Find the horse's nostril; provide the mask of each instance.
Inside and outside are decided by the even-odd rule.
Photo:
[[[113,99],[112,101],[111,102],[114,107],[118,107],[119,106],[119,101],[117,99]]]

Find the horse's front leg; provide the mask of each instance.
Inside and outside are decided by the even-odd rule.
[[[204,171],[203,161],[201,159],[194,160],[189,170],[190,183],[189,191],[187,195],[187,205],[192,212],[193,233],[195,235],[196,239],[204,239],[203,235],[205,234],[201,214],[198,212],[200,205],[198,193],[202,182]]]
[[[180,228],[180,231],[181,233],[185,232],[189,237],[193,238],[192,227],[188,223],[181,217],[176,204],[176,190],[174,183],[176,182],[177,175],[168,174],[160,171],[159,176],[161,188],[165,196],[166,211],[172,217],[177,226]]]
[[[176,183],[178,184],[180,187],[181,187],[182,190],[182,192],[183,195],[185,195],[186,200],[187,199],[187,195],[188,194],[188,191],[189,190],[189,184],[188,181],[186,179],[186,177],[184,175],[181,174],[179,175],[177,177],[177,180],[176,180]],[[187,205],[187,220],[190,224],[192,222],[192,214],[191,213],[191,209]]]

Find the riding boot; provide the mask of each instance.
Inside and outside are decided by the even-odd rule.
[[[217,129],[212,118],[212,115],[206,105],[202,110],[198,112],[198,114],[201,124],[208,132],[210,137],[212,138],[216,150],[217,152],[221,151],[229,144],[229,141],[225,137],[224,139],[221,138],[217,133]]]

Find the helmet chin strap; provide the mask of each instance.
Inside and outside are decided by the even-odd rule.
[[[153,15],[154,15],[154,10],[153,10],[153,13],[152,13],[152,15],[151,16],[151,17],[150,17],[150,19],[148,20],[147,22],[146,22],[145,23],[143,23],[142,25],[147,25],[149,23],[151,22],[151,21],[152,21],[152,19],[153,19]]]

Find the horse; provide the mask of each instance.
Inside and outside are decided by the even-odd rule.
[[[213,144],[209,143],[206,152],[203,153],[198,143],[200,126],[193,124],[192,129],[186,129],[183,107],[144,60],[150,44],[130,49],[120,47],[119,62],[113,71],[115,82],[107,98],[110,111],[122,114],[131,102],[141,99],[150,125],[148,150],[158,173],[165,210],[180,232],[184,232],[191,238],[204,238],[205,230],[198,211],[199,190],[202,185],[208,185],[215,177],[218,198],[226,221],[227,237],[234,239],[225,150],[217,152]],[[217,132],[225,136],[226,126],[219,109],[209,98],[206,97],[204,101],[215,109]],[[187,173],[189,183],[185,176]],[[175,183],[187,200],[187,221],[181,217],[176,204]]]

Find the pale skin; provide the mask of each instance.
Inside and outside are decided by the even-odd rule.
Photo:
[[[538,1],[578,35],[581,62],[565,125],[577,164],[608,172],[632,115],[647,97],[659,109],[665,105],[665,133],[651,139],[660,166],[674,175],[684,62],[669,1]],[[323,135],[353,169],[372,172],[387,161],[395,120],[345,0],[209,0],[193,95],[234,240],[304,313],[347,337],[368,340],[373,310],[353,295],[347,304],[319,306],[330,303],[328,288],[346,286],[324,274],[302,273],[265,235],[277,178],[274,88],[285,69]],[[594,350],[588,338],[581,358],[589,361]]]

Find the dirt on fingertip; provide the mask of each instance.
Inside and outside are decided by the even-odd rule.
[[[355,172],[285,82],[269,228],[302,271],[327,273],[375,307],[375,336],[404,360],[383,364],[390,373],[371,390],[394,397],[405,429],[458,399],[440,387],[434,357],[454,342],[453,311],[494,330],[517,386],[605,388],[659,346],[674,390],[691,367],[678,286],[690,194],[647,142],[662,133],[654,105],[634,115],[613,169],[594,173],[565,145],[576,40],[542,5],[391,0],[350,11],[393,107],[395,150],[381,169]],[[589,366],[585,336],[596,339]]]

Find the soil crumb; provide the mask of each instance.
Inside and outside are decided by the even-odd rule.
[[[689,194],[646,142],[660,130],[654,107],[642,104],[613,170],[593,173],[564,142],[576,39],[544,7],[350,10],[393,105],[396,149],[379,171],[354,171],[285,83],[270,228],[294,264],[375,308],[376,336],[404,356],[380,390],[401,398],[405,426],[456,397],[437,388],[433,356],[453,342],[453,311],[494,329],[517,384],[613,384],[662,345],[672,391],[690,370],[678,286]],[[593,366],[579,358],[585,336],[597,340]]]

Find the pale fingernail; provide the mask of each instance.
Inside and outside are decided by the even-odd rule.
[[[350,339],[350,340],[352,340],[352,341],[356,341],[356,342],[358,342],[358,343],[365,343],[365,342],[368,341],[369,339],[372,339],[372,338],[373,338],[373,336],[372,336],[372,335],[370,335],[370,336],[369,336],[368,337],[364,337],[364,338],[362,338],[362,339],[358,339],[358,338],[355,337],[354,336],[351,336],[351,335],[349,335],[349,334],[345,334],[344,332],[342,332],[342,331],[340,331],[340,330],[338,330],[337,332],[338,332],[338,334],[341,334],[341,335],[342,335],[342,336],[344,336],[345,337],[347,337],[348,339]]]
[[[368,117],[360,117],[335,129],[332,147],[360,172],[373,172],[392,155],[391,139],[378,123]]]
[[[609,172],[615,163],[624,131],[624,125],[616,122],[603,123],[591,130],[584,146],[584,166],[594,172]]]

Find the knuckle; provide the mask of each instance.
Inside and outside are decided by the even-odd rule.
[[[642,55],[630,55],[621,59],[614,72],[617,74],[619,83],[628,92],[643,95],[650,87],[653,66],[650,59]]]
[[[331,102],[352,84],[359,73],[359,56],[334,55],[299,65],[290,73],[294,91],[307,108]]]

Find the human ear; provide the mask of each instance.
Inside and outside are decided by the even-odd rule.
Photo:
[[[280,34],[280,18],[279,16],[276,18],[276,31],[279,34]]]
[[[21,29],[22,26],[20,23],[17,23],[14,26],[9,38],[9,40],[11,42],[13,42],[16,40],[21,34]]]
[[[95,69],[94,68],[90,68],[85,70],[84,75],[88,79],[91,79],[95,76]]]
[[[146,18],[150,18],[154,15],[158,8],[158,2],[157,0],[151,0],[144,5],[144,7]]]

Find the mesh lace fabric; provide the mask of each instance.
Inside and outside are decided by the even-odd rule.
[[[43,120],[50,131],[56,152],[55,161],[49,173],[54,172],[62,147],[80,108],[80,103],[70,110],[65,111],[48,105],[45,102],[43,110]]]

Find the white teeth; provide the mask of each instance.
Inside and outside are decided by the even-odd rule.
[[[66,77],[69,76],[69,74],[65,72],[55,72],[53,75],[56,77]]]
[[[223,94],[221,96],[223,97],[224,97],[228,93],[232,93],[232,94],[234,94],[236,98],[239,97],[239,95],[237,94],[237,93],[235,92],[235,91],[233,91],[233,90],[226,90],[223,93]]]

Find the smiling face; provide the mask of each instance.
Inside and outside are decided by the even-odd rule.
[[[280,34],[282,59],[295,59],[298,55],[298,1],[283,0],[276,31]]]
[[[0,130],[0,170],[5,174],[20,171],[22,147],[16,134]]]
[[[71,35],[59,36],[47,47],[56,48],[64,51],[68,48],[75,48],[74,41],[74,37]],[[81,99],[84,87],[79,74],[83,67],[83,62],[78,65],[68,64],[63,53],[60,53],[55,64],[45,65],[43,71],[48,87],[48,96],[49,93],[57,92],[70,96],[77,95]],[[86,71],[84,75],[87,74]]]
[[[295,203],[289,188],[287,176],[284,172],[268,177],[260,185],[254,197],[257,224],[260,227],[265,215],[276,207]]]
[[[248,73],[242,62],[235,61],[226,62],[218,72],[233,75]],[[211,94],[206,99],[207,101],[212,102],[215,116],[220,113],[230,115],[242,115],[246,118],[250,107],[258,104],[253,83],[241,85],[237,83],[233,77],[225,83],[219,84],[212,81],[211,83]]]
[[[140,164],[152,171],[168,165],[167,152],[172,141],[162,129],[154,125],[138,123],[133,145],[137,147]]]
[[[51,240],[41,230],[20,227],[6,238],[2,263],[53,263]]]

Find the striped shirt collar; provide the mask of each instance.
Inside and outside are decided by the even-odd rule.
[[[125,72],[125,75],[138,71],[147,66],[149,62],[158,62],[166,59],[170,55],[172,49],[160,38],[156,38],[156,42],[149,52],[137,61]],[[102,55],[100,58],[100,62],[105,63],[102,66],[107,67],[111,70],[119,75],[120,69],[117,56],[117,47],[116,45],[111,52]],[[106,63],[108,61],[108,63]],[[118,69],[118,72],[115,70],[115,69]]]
§
== Task to complete ==
Quote every line from the line containing "Find the mesh" through the closing line of the listing, including both.

== Task solution ==
Find the mesh lace fabric; provide the mask of each instance.
Inside and outside are decided by the even-odd rule.
[[[43,120],[50,131],[56,152],[55,161],[49,173],[54,172],[62,147],[80,108],[80,103],[70,110],[65,111],[48,105],[45,102],[43,110]]]

Find the white teeth; provide the mask of each instance.
Inside and outside are decided by the even-odd rule.
[[[66,77],[69,76],[69,74],[65,72],[55,72],[53,75],[56,77]]]
[[[223,94],[221,96],[223,97],[224,97],[228,93],[232,93],[232,94],[234,94],[236,98],[239,97],[239,95],[237,94],[237,93],[235,92],[235,91],[233,91],[233,90],[226,90],[223,93]]]

Find the smiling face; provide the mask of each instance.
Inside and outside are decided by the even-odd rule.
[[[280,34],[282,59],[295,59],[298,55],[298,1],[283,0],[276,31]]]
[[[0,130],[0,170],[5,174],[20,171],[22,147],[16,134]]]
[[[71,35],[59,36],[47,47],[56,48],[64,51],[68,48],[75,48],[74,41],[74,37]],[[81,99],[84,87],[79,74],[83,67],[83,62],[78,65],[68,64],[63,53],[60,53],[55,64],[45,65],[43,71],[48,87],[48,96],[49,93],[57,92],[70,96],[77,95]],[[86,71],[84,75],[87,74]]]
[[[295,203],[289,188],[287,176],[284,172],[268,177],[260,185],[254,197],[257,224],[260,227],[265,215],[276,207]]]
[[[248,73],[242,62],[235,61],[226,62],[218,72],[233,75]],[[211,94],[206,99],[207,101],[212,102],[215,116],[220,113],[230,115],[242,115],[246,118],[250,107],[258,104],[253,83],[241,85],[237,83],[233,77],[225,83],[219,84],[212,81],[211,83]]]
[[[140,164],[152,171],[168,165],[167,152],[172,141],[162,129],[154,125],[138,123],[133,145],[137,147]]]
[[[51,240],[41,230],[20,227],[6,238],[2,263],[53,263]]]

Find the striped shirt collar; provide the mask of each instance.
Inside and outside are decided by the even-odd rule.
[[[125,72],[125,75],[138,71],[147,66],[149,62],[158,62],[166,59],[170,55],[172,49],[160,38],[156,38],[156,42],[149,52],[137,61]],[[102,55],[100,58],[100,62],[105,63],[102,66],[107,67],[111,70],[119,75],[120,69],[117,56],[117,47],[116,45],[111,52]],[[106,63],[108,61],[108,63]],[[118,69],[118,72],[115,70],[115,69]]]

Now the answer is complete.